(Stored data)
════════════════════

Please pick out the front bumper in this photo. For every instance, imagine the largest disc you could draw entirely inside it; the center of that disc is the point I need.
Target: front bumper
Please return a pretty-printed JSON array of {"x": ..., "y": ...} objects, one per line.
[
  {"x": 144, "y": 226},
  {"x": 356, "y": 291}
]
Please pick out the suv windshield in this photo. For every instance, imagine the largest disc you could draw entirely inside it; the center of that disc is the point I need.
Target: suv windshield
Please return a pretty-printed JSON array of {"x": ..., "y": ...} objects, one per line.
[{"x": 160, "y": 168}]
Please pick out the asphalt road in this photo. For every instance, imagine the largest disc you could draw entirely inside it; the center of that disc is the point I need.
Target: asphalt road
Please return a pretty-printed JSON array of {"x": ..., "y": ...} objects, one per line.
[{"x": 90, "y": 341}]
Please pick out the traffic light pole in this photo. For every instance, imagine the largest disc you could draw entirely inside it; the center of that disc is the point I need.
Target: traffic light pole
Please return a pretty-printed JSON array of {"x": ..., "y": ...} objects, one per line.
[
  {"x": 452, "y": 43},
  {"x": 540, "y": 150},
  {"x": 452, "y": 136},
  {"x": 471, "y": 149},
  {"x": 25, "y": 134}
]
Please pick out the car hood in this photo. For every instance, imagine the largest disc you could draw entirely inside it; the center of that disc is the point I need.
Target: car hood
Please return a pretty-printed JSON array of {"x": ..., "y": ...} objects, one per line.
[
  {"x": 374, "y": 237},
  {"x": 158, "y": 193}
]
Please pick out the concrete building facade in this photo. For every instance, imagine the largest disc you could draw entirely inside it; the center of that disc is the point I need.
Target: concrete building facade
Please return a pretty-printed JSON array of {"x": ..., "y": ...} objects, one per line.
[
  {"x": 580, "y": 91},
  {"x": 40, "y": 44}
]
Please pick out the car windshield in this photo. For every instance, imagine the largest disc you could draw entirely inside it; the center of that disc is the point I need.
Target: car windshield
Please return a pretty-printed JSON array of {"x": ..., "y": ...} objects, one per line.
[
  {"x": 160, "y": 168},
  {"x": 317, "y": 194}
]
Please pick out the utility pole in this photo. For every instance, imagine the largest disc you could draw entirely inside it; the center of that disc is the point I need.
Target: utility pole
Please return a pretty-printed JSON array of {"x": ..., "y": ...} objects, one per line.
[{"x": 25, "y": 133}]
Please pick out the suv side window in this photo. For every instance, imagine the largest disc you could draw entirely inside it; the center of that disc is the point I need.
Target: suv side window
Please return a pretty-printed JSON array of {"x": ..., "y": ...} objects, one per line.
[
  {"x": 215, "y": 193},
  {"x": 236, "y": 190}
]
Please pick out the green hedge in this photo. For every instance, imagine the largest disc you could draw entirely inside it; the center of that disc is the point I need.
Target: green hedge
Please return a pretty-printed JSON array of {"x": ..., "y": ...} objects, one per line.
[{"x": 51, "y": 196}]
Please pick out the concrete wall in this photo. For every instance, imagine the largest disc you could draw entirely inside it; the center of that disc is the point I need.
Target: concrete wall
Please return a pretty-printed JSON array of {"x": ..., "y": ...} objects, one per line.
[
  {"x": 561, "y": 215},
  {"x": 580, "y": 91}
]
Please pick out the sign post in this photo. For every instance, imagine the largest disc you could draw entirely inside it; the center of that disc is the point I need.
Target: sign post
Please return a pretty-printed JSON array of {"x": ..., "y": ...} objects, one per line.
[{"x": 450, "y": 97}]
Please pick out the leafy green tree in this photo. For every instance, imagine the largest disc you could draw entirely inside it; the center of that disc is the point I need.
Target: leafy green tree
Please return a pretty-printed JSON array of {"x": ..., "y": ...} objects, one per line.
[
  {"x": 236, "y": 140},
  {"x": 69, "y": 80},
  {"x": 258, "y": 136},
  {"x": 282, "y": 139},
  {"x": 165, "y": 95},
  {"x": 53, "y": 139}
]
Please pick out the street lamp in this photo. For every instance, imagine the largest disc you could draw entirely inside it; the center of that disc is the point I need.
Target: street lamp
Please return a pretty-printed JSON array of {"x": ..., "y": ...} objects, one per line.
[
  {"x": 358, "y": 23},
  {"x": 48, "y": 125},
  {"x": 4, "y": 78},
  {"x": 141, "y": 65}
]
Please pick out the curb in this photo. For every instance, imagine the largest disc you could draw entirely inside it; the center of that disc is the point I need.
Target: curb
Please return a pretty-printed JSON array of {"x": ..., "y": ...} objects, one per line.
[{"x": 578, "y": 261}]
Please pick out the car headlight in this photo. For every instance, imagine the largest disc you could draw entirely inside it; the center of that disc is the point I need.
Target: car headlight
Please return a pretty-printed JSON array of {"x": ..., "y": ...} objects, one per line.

════════════════════

* What this task involves *
From the data above, copy every line where "hood" appears.

* Written response *
Please pick out the car hood in this photo. For every instance, imagine the largest disc you could draw entirely inside it; the center of that disc is the point I need.
Target: car hood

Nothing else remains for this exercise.